## Your instructions
Drop the pictures and repeat the remaining data exactly.

## Data for this task
%%

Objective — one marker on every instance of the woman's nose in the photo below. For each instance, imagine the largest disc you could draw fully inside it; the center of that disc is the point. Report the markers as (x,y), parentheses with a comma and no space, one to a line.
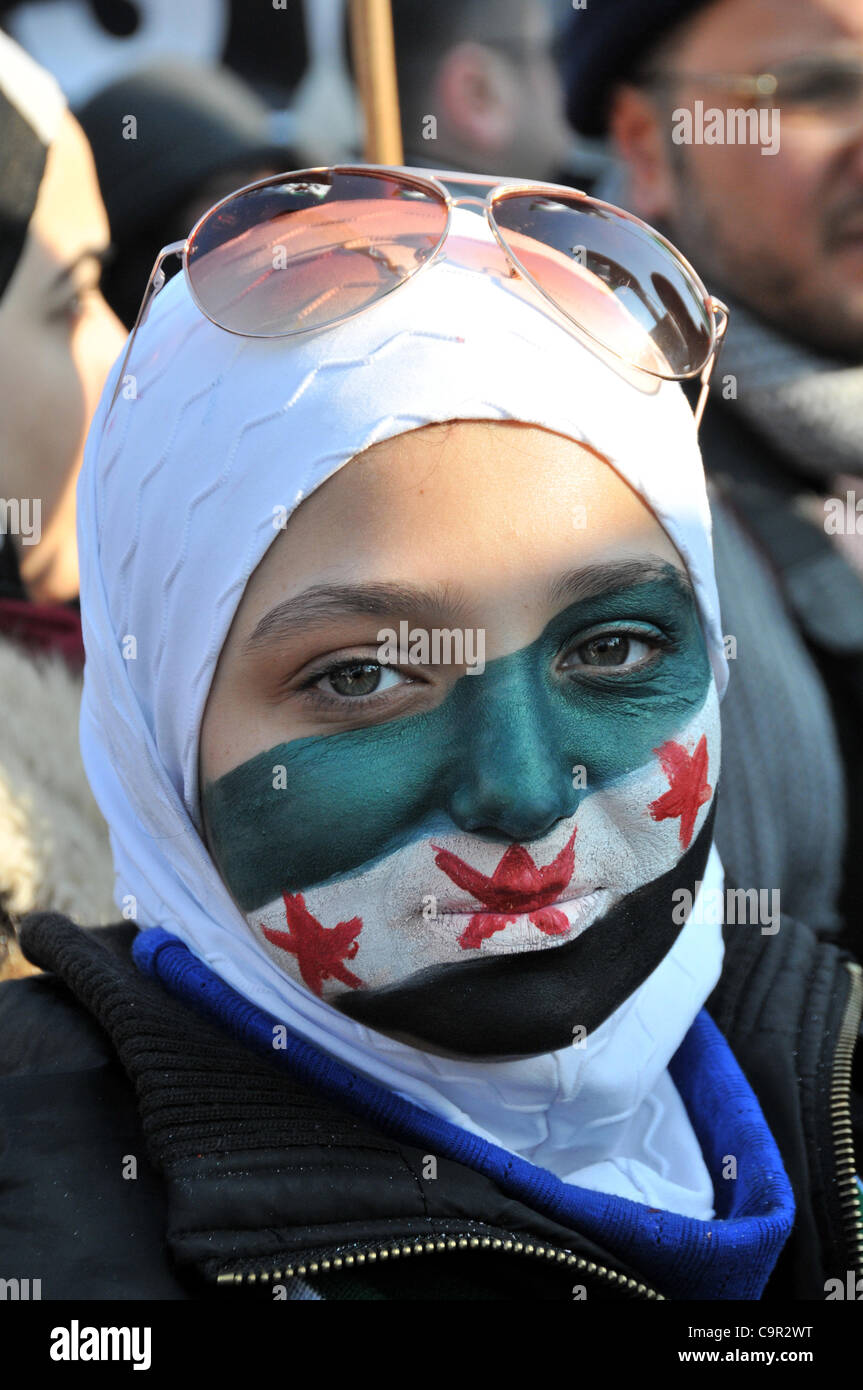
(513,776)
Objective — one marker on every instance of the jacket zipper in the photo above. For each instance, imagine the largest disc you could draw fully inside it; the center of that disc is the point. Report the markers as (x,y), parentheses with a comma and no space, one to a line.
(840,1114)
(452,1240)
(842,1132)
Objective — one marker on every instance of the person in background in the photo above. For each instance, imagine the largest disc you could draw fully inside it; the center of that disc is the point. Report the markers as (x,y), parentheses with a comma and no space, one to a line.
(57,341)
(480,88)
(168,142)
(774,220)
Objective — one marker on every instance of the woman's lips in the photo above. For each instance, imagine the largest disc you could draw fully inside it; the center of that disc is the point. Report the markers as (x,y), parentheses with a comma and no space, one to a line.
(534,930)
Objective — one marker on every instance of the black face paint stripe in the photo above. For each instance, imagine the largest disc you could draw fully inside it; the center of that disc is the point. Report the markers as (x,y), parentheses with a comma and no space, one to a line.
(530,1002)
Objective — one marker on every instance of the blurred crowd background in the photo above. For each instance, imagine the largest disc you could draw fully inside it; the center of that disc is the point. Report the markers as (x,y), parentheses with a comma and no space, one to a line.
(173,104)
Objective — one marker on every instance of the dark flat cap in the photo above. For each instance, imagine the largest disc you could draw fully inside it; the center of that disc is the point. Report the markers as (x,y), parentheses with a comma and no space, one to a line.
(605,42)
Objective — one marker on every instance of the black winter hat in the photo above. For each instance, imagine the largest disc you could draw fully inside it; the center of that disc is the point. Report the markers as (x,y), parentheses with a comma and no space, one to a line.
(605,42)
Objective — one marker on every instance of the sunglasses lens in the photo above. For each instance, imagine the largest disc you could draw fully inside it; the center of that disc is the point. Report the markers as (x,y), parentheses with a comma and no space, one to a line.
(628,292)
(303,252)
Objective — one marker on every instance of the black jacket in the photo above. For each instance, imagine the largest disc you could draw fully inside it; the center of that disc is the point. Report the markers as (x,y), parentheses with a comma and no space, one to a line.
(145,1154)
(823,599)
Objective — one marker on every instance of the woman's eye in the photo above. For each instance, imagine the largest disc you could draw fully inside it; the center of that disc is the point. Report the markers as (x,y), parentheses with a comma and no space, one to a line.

%%

## Exercise response
Objective — one marker on every instance of the woman's nose in the photo below. For each instance, imagine the largest disc you could draw fully inside it; the center of that disc is the point. Report the markers as (x,y), parentheses with a comma and no space, one to a line.
(513,776)
Objective — one marker on every instance of the jacket zipper in the photo above. For each instance, imagine the largest disc you could draw fully inside it; the center of that disc is the point. Report the markers as (x,y), parentheses with a comma and no space, one to a line.
(840,1114)
(452,1240)
(842,1132)
Objective — one marker on every instance of the person in background in the photo above. For each instance, imagine the largest disc you could draw fully inside it; the center of that disc is the point. Report the markers as (x,y), parentheses with a comma and no space, one to a line.
(57,341)
(480,88)
(168,142)
(774,220)
Objective — one marker on every instance of the woman's lips in the photo above. For each instance, imagine the largest disc you could draw fully inside it; the center of that disc is the point. Report the markers as (x,y), parentheses with a comma and no space, one to a line.
(534,930)
Objective — one marker on every instance of the black face paint stripe in the photo above. For each instance, imagine the largest disc you could draw fully inside it; the center of that disc is the point. Report the markers as (x,y), parentheses with a comma and no space, one to a line.
(530,1002)
Objective — one marker on every instance of the blurred crowd background in the photo above. For each instance, imagine the largest disc you could draw fully inside it; the center of that disc is the point. Report the markers as (x,y), parentheses with a comma and no space, one to a line.
(173,104)
Objective — one marker on every instance of the dark flat cap in the photo above. For each instance, imagine the largest disc you could draw fully inside it; the center of that disc is the point. Report the markers as (x,y), parentheses with a comma and no space, one to a line.
(605,42)
Objective — one marker on every instance of the black winter hat in the photo above. For each instance, imagine the largest disc you could draw fully inside it; the center of that disc is the point. Report the markers as (x,y), parentheses with a comma and no space, one to a line.
(605,42)
Objective — one marker on every instance of the sunglasses lens in the photo above. For each instance, imagine the largest disc you could draw fully inside it; the center of that disc is the point. Report the markers as (x,y), parentheses with a comma and no space, one to a line.
(628,292)
(303,252)
Objective — one marker on every instance of the black jacket in the photo above. For each instance, imagine the largest disc you could draw fully inside it; the center of that disc is the point. Report the markers as (x,y), parentheses with a comma and no space, one to a line.
(145,1154)
(823,599)
Objective — one marker on every instance of the woman's eye in the photo above. For each instance, imagine the largest disc you could draw fully inside it; the center of that disc is the point. Report the markers as (x,y), parentheses with a comma and no space, one to a line.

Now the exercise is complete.